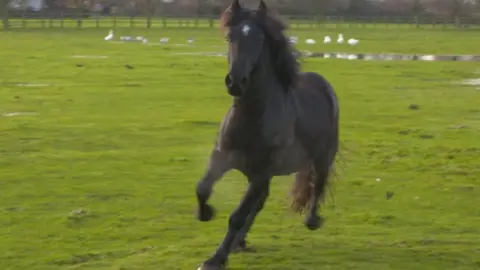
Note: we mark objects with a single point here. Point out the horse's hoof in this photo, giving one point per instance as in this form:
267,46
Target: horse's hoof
314,222
205,213
239,246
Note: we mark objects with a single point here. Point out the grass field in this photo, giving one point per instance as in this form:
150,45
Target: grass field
101,173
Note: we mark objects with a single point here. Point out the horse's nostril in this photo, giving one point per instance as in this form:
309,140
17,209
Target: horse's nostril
244,81
228,80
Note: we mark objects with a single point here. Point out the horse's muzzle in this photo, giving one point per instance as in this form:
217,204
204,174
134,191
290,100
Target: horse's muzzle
235,87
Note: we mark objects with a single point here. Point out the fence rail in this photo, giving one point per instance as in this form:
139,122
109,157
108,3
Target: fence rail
296,22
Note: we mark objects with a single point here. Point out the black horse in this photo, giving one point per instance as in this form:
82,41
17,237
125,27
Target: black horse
281,122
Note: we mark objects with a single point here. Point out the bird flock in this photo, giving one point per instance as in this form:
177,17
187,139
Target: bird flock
326,40
191,40
163,40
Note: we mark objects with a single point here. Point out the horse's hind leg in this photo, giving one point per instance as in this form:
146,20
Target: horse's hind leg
322,170
240,244
217,167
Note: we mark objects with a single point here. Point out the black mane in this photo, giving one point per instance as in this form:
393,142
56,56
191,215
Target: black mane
284,55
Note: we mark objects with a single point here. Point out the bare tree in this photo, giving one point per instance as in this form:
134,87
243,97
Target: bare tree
4,13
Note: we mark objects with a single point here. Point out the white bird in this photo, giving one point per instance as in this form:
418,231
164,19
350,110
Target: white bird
353,41
293,40
340,39
125,38
110,36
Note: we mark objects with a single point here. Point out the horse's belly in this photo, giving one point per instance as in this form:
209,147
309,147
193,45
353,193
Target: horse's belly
289,160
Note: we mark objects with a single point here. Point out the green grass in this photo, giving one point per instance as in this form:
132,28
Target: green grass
103,176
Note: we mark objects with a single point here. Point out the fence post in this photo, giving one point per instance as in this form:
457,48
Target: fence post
4,13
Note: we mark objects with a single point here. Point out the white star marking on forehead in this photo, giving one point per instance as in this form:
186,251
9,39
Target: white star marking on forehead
246,30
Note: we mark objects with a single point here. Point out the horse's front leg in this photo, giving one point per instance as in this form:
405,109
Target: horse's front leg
255,195
217,167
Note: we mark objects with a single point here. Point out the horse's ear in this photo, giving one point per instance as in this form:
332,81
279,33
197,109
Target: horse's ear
235,6
262,10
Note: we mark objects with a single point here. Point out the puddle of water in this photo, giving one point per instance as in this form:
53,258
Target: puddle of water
393,56
202,53
90,56
370,56
18,114
33,84
472,82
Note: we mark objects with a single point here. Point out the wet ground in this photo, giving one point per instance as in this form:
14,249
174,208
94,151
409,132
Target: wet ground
370,56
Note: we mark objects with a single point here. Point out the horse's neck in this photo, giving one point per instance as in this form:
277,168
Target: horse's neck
264,88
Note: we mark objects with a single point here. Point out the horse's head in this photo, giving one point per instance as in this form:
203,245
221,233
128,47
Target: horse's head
246,43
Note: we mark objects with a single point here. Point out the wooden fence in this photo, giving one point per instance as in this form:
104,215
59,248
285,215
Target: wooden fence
295,22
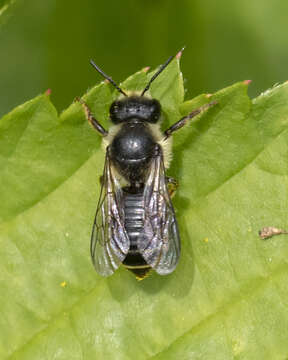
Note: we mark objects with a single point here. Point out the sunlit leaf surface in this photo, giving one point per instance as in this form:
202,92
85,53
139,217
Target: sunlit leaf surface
227,298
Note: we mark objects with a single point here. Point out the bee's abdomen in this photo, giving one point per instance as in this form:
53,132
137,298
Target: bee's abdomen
134,215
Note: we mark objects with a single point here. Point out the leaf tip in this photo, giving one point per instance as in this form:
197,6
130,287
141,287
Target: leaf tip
179,54
63,284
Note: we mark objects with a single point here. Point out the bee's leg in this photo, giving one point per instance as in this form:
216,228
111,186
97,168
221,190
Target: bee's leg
179,124
172,185
95,123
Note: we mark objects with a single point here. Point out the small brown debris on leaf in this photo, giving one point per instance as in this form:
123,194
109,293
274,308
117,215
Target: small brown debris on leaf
269,231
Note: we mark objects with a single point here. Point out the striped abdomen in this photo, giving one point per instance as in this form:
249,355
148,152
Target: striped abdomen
134,214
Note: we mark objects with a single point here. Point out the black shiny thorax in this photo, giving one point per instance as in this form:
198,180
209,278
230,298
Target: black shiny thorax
132,149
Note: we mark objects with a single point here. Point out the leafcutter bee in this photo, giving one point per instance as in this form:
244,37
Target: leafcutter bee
135,222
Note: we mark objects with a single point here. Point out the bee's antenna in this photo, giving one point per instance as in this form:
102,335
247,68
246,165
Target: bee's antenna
161,68
107,77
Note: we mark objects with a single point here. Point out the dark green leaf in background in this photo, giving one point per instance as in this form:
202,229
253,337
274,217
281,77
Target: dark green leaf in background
227,298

※ ※ ※

§ **WHAT IS EXPECTED**
Write out the data verbatim, starting at the line containing "out the dark" and continuing through the last line of the data, with both of those lines included.

§ **EXPECTED ANSWER**
Note: we mark objects with a single point here. Point out the dark green leaf in background in this photo, giving one point per instance as in this form:
202,229
253,337
274,217
281,77
Target: dark green leaf in background
227,298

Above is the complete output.